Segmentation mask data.
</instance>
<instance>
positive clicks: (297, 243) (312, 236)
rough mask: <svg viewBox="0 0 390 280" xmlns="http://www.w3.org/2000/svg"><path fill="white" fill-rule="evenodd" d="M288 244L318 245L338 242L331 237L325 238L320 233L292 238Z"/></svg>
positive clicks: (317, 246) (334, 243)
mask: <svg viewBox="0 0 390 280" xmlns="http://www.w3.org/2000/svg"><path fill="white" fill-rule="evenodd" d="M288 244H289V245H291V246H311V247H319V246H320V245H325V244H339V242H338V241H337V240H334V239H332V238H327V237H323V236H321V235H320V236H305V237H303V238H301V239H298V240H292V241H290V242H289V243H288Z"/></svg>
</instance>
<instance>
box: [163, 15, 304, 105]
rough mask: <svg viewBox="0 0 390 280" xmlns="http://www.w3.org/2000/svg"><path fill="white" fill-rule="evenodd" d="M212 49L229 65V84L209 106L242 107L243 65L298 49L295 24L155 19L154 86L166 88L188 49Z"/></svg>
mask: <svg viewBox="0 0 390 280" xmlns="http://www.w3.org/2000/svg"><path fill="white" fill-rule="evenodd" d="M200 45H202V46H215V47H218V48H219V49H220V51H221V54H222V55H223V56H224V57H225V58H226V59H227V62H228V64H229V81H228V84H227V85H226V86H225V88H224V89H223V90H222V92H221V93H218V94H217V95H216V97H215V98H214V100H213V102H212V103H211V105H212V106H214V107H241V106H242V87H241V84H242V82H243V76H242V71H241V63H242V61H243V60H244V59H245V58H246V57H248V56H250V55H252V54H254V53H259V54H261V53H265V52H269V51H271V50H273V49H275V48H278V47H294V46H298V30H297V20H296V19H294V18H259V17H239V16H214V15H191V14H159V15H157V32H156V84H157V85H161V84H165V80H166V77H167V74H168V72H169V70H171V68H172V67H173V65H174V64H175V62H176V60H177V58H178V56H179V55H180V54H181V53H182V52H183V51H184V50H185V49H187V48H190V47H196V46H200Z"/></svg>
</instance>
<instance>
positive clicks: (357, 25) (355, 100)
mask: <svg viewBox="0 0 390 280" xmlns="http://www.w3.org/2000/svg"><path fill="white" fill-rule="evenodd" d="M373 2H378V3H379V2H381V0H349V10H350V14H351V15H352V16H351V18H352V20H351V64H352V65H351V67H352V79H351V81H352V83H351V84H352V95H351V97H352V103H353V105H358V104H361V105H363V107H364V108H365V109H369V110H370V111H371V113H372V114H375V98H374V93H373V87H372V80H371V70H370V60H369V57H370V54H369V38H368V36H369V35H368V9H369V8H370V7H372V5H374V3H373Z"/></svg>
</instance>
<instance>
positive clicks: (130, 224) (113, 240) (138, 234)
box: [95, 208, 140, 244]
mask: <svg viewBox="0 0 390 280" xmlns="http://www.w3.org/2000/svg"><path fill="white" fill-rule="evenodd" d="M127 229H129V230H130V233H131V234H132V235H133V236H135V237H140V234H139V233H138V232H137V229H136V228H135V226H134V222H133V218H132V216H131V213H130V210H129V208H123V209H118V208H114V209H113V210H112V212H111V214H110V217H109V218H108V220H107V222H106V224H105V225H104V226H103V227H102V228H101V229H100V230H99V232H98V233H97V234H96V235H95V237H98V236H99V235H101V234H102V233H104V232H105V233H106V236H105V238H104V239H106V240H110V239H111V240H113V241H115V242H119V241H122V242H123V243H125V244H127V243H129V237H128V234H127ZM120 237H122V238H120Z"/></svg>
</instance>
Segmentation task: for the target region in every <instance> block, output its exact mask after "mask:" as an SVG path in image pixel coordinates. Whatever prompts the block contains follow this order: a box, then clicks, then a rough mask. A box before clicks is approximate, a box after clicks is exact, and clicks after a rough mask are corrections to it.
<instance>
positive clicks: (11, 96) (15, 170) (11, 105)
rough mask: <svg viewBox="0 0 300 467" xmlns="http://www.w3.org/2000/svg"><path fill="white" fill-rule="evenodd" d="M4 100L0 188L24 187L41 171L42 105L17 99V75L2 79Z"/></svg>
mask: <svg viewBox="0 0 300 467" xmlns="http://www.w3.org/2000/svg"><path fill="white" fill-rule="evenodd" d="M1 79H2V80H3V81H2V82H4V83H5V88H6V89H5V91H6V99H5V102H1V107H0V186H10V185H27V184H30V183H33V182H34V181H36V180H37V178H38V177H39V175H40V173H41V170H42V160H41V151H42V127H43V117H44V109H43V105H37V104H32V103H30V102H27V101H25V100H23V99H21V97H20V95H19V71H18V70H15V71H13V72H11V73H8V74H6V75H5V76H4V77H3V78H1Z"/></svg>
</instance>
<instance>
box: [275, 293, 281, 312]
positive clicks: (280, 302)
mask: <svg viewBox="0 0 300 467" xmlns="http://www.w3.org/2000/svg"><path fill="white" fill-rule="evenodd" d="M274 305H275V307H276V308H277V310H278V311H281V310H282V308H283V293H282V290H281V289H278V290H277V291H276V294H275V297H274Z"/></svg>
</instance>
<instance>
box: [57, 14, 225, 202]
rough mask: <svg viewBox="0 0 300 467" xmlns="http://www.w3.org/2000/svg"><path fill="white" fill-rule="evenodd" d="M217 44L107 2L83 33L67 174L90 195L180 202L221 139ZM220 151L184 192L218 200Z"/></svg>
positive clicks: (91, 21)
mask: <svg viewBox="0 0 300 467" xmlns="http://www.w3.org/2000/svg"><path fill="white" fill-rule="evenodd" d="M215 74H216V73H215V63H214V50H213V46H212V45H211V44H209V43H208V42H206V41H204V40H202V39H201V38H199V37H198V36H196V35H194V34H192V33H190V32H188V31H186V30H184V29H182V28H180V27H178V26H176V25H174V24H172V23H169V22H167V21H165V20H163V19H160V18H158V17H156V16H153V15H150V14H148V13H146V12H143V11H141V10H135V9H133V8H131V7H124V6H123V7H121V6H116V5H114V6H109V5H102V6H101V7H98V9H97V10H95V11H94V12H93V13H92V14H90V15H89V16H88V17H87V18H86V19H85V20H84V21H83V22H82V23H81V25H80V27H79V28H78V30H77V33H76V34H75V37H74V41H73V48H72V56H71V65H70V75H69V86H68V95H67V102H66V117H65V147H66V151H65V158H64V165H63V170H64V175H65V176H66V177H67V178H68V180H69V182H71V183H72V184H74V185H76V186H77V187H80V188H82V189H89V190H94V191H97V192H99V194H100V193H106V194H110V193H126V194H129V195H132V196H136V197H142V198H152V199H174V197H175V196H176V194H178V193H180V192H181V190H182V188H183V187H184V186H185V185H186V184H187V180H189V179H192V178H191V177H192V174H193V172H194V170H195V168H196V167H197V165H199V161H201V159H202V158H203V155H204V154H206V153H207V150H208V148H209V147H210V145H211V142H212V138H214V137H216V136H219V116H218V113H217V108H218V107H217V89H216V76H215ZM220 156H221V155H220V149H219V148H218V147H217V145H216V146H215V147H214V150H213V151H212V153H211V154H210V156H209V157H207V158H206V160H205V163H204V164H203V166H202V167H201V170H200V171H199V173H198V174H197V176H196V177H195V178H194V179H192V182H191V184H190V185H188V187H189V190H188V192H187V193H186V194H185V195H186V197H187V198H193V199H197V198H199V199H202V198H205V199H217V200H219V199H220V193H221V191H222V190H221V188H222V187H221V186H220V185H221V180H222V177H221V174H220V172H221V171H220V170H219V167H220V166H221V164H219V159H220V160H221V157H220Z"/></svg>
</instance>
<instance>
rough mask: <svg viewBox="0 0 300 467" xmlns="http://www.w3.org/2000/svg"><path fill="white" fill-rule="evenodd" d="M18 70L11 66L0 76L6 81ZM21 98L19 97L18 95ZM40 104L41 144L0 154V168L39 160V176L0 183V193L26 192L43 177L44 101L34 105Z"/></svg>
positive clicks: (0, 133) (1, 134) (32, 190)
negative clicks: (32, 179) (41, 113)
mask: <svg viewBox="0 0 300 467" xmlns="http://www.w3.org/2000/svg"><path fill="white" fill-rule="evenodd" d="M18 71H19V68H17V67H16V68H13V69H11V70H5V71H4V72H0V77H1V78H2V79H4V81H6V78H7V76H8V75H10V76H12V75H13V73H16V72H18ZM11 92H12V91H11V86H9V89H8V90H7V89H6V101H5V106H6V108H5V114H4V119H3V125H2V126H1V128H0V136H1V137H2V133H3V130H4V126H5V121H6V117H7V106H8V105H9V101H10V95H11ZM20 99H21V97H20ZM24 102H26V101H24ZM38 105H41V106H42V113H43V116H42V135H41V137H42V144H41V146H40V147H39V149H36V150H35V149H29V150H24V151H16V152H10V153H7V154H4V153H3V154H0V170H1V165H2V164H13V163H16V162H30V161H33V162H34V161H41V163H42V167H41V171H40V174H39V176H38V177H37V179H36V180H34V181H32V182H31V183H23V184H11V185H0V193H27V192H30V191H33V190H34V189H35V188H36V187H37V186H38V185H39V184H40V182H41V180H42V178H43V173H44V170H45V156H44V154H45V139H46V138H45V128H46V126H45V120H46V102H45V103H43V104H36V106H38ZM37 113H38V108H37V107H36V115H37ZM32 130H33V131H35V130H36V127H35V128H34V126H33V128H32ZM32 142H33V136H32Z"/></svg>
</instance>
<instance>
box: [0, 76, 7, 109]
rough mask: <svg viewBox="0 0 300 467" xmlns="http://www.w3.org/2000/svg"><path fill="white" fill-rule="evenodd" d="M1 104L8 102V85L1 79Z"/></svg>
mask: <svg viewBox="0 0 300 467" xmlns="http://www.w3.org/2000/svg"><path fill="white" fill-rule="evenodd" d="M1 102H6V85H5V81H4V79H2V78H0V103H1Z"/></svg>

Action item. Set out the stretch from the start of the rows through the line containing "positive clicks: (317, 246) (334, 243)" as a numbered list, leaving out blank lines.

Solution to this exercise.
1. </instance>
2. <instance>
3. positive clicks: (297, 243) (312, 236)
4. rough mask: <svg viewBox="0 0 390 280" xmlns="http://www.w3.org/2000/svg"><path fill="white" fill-rule="evenodd" d="M288 244L318 245L338 242L331 237L325 238L320 233L292 238Z"/></svg>
5. positive clicks: (317, 246) (334, 243)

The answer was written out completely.